===== Data section

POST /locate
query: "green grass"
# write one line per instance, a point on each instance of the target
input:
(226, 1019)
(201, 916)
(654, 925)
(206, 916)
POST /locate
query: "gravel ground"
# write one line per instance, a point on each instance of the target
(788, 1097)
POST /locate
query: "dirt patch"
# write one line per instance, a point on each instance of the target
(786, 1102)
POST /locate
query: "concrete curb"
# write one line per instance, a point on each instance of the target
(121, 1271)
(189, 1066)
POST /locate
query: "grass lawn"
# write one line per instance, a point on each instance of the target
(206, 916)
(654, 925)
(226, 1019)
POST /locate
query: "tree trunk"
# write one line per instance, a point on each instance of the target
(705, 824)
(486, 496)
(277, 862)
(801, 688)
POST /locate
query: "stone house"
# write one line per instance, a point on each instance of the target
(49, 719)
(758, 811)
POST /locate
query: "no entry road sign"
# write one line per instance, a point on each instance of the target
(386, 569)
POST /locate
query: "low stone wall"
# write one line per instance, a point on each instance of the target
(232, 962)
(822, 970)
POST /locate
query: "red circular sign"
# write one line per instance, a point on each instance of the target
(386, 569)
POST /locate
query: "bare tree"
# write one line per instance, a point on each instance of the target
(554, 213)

==========

• [Required work]: Looking through the records, copy out every line in which the word "sign" is found.

• [Solution to this exercise]:
query: "no entry road sign"
query: "red circular sign"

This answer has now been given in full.